Directions:
What lines of the data include the string "every"? Copy them all.
** Opening Dataset excerpts block **
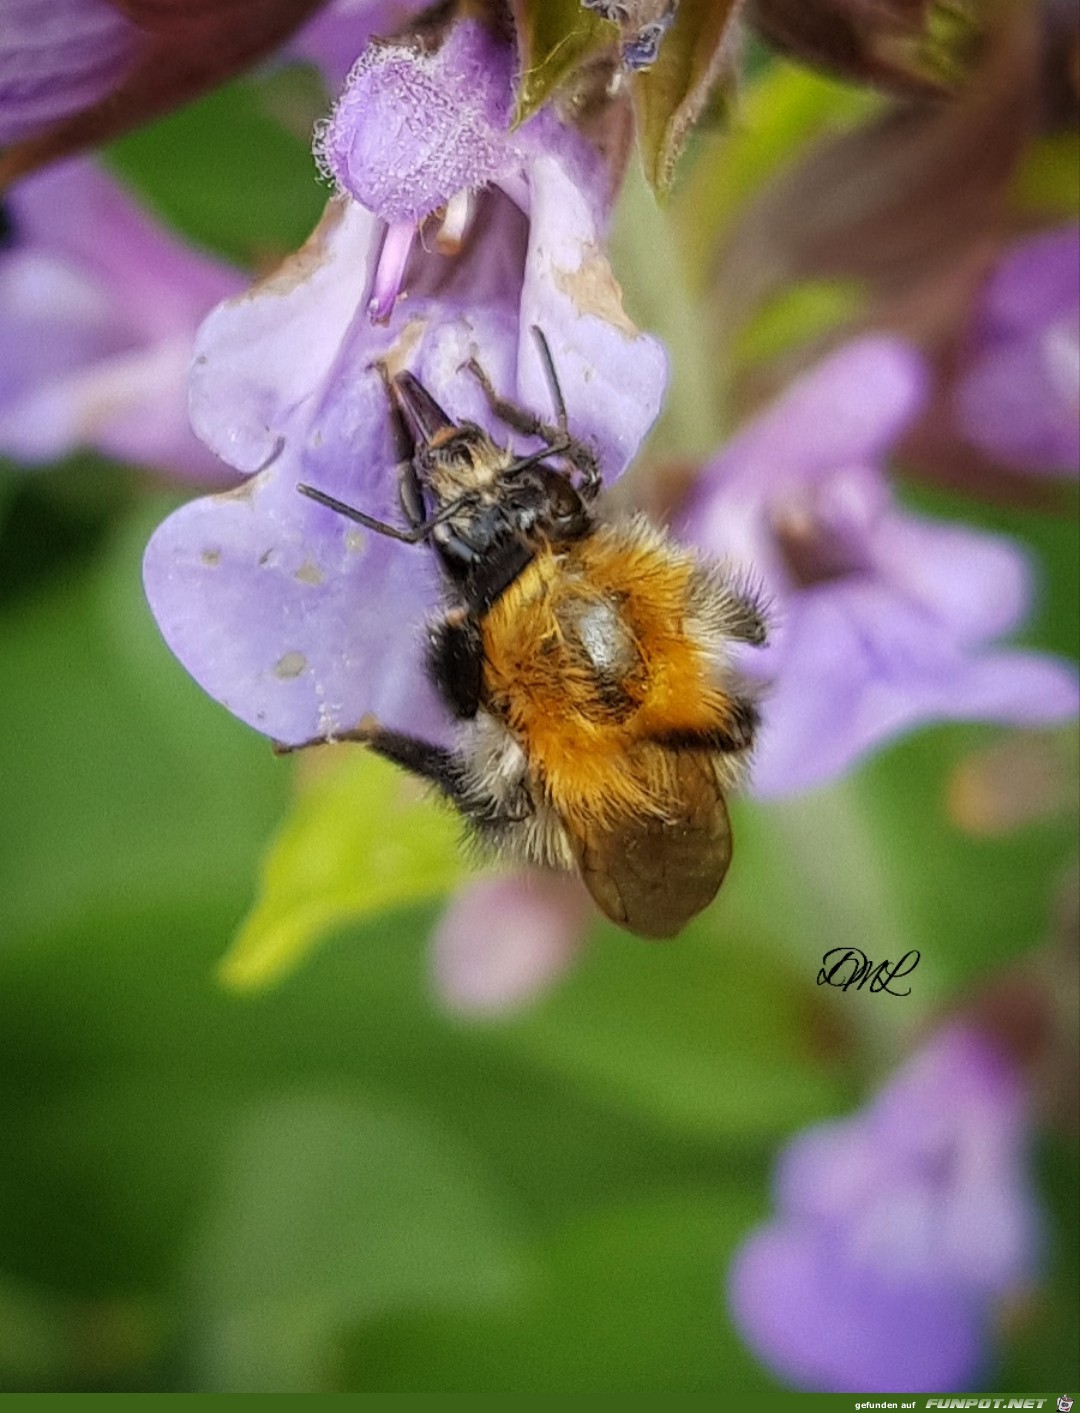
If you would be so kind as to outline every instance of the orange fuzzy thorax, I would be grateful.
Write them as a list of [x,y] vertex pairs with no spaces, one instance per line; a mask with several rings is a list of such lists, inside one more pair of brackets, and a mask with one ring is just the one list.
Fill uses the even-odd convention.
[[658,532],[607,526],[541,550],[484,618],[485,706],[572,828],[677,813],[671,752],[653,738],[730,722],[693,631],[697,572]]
** Closing Dataset excerpts block **
** Opening Dataset excerpts block **
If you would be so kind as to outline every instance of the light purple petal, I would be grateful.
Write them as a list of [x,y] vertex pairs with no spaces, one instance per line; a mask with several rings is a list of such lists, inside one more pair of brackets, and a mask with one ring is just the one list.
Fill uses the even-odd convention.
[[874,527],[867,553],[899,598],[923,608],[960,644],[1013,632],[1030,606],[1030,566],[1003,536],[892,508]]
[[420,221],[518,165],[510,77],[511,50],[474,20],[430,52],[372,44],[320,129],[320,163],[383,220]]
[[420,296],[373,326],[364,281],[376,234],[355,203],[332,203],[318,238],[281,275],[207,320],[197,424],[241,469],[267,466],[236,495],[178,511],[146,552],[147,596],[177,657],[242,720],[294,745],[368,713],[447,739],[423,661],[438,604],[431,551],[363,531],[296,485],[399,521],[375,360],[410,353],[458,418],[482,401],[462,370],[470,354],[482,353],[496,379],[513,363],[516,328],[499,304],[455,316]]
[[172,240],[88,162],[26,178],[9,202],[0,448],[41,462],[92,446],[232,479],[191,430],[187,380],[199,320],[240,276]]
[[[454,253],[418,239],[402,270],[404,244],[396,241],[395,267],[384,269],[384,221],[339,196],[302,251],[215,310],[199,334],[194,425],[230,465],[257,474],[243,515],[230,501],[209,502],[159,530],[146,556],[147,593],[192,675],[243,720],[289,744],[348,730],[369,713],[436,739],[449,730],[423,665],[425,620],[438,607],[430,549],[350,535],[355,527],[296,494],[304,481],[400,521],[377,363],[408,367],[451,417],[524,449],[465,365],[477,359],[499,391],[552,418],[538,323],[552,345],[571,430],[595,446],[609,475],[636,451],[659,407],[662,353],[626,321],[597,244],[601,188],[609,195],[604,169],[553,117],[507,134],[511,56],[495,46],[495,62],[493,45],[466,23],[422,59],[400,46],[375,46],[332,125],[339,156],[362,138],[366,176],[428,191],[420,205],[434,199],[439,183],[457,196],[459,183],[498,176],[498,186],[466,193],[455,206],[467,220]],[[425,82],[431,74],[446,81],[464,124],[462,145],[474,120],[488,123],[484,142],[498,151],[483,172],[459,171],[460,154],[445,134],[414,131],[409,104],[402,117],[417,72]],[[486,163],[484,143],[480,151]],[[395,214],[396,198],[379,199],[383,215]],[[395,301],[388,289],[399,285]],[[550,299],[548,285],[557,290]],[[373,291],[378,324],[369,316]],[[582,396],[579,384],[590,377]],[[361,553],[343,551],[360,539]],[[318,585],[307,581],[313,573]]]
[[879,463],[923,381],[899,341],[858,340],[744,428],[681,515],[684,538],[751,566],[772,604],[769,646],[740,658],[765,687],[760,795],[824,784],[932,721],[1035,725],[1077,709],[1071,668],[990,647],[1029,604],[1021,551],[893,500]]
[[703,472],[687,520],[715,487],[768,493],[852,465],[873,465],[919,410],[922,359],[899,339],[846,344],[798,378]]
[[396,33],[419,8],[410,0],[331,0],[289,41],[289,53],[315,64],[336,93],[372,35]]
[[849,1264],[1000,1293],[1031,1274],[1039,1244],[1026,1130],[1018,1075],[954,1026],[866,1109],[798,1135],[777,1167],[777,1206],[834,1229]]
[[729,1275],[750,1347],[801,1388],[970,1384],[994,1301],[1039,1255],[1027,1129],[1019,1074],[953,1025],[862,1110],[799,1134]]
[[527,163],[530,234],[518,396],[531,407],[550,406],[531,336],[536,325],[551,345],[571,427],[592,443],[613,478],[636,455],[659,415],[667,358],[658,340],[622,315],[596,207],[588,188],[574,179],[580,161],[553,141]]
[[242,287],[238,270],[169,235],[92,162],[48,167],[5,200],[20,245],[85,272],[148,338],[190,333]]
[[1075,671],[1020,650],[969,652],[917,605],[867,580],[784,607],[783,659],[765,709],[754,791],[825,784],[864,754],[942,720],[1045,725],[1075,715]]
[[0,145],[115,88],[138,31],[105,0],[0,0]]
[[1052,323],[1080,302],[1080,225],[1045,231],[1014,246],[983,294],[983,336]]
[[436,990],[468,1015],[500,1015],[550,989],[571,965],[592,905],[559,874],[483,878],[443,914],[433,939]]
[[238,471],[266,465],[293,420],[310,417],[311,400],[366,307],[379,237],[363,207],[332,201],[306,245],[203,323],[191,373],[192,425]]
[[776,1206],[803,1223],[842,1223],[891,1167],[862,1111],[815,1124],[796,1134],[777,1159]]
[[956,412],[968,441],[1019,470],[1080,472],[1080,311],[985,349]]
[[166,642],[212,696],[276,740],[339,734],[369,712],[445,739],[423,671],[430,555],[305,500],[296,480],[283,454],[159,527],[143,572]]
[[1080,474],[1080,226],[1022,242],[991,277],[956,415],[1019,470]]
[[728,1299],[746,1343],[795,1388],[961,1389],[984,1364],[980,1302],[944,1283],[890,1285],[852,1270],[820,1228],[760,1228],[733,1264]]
** Closing Dataset excerpts block **
Answer for this exercise:
If you would be so kind as to outline every instance of the orange fuzzy thorax, I would be grateful.
If you would be so kind as to outline every instance of the light purple petal, I would be grateful.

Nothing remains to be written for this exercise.